╭──

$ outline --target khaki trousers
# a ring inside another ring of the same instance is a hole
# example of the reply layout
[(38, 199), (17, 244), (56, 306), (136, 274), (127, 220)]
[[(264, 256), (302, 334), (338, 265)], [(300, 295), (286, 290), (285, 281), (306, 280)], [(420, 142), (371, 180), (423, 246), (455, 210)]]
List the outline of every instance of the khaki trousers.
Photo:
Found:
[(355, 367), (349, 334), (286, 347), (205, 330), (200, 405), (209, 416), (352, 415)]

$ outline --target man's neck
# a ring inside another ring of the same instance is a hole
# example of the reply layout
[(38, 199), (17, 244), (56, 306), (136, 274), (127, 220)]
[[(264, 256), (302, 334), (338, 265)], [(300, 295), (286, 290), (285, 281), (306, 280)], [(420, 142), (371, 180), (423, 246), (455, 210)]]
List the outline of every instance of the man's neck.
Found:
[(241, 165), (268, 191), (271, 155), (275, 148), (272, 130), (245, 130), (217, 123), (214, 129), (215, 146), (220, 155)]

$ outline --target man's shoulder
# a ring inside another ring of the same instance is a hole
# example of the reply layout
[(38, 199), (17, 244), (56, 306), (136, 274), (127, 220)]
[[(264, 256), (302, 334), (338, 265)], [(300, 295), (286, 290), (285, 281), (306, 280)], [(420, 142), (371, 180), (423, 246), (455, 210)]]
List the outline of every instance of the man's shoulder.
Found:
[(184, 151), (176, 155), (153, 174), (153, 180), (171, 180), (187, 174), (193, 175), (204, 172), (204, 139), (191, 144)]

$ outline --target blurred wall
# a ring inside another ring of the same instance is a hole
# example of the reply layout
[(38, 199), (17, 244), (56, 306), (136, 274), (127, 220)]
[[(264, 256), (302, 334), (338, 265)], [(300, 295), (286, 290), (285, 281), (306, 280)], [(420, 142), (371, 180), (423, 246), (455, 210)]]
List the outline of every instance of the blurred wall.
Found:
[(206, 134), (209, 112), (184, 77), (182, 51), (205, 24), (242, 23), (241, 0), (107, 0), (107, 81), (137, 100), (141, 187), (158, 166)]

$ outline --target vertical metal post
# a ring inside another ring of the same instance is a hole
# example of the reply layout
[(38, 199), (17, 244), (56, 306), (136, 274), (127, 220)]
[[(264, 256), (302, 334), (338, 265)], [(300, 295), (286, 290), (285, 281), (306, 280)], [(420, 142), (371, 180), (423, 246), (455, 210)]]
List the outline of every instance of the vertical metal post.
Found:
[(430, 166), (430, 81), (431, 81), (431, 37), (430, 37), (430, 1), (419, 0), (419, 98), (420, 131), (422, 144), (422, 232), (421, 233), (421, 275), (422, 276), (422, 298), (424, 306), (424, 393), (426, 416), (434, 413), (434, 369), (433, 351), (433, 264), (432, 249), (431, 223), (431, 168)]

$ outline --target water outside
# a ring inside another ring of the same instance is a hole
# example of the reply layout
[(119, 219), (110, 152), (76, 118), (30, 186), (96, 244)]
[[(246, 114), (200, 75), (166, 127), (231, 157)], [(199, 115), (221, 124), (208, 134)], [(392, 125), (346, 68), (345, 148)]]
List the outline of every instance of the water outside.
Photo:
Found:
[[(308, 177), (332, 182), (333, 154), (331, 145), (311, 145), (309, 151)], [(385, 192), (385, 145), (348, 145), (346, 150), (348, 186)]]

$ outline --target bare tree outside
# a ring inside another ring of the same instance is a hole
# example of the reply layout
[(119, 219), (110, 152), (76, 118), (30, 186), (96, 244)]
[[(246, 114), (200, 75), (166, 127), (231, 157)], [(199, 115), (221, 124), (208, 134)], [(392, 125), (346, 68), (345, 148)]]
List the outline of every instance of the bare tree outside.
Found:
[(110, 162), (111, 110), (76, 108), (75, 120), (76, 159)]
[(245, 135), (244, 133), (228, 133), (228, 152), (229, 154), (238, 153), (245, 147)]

╰──

**Instruction**
Set out all the lines above as a Markdown table with the columns Row and Line, numbering each row and omitting blank lines.

**Worked solution**
| Row | Line |
|---|---|
| 1 | $ outline --target khaki trousers |
| 2 | # a ring inside another ring of the same instance is a hole |
| 3 | # example of the reply layout |
| 4 | [(38, 199), (17, 244), (56, 306), (136, 274), (127, 220)] |
| 5 | [[(264, 256), (302, 334), (338, 265)], [(300, 295), (286, 290), (285, 281), (306, 280)], [(420, 142), (371, 180), (423, 246), (455, 210)]] |
| 6 | List the outline of every instance of the khaki trousers. |
| 7 | Photo: |
| 8 | Found: |
| 9 | [(355, 367), (349, 334), (286, 347), (205, 330), (200, 405), (209, 416), (352, 415)] |
| 10 | $ outline --target man's neck |
| 11 | # a ring inside another ring of the same instance is a hole |
| 12 | # example of the reply layout |
| 13 | [(38, 199), (17, 244), (56, 306), (136, 274), (127, 220)] |
| 14 | [[(264, 256), (302, 334), (338, 265)], [(300, 295), (286, 290), (285, 281), (306, 280)], [(420, 142), (371, 180), (423, 246), (455, 210)]] |
| 15 | List the outline of every instance of the man's neck. |
| 16 | Found: |
| 17 | [(241, 165), (268, 191), (271, 155), (275, 148), (272, 130), (245, 130), (217, 123), (214, 129), (215, 146), (220, 155)] |
| 18 | $ outline --target man's shoulder |
| 19 | # a ring inside another ring of the same instance is a hole |
| 20 | # example of the reply layout |
| 21 | [(38, 199), (17, 244), (56, 306), (136, 274), (127, 220)] |
| 22 | [[(264, 256), (302, 334), (338, 265)], [(300, 295), (286, 290), (285, 281), (306, 280)], [(420, 142), (371, 180), (423, 246), (455, 210)]] |
| 23 | List the outline of every instance of the man's shoulder. |
| 24 | Found: |
| 25 | [(184, 151), (176, 155), (153, 174), (153, 180), (171, 180), (187, 174), (193, 175), (204, 172), (204, 139), (191, 144)] |
| 26 | $ outline --target blurred wall |
| 27 | # a ring inside another ring of the same instance is a hole |
| 28 | # example of the reply layout |
| 29 | [(38, 199), (17, 244), (56, 306), (136, 274), (127, 220)] |
| 30 | [[(264, 256), (302, 334), (338, 265)], [(300, 295), (286, 290), (285, 281), (306, 280)], [(420, 142), (371, 180), (423, 246), (455, 210)]] |
| 31 | List the outline of every instance of the blurred wall. |
| 32 | Found: |
| 33 | [(206, 134), (209, 112), (184, 77), (182, 51), (205, 24), (242, 23), (241, 0), (107, 0), (107, 81), (137, 100), (141, 187), (158, 166)] |
| 34 | $ outline --target vertical metal post |
| 35 | # a ring inside another ring of the same instance is a hole |
| 36 | # example of the reply layout |
| 37 | [(38, 199), (17, 244), (56, 306), (136, 274), (127, 220)] |
| 38 | [[(264, 256), (302, 334), (338, 265)], [(300, 295), (286, 290), (285, 281), (306, 280)], [(420, 142), (371, 180), (423, 246), (455, 210)]] |
| 39 | List the outline of every instance of the vertical metal post. |
| 40 | Found: |
| 41 | [(430, 166), (430, 81), (431, 81), (431, 37), (430, 37), (430, 1), (419, 0), (419, 98), (420, 131), (422, 144), (422, 232), (421, 233), (421, 275), (422, 276), (422, 298), (424, 306), (424, 393), (426, 416), (434, 413), (434, 369), (433, 351), (433, 264), (432, 249), (431, 223), (431, 168)] |
| 42 | $ outline --target water outside |
| 43 | # a ring inside another ring of the same instance is a hole |
| 44 | # example of the reply layout |
| 45 | [(119, 219), (110, 152), (76, 118), (30, 186), (96, 244)] |
| 46 | [[(246, 114), (200, 75), (166, 127), (231, 157)], [(199, 115), (221, 124), (208, 134)], [(392, 125), (346, 68), (345, 148)]] |
| 47 | List the outline of every instance of the water outside. |
| 48 | Photo: |
| 49 | Found: |
| 50 | [[(308, 177), (332, 182), (333, 154), (331, 145), (311, 145), (309, 151)], [(385, 192), (385, 145), (348, 145), (346, 150), (348, 186)]] |
| 51 | $ outline --target bare tree outside |
| 52 | # a ring inside another ring of the same instance is a hole |
| 53 | # example of the reply layout |
| 54 | [(119, 219), (110, 152), (76, 118), (30, 186), (96, 244)] |
| 55 | [[(246, 114), (200, 75), (166, 127), (231, 157)], [(199, 115), (221, 124), (208, 134)], [(392, 125), (346, 68), (345, 148)]] |
| 56 | List the outline of every instance of the bare tree outside. |
| 57 | Found: |
| 58 | [(110, 162), (111, 110), (76, 108), (75, 120), (76, 159)] |
| 59 | [(245, 135), (244, 133), (228, 133), (228, 152), (229, 154), (238, 153), (245, 147)] |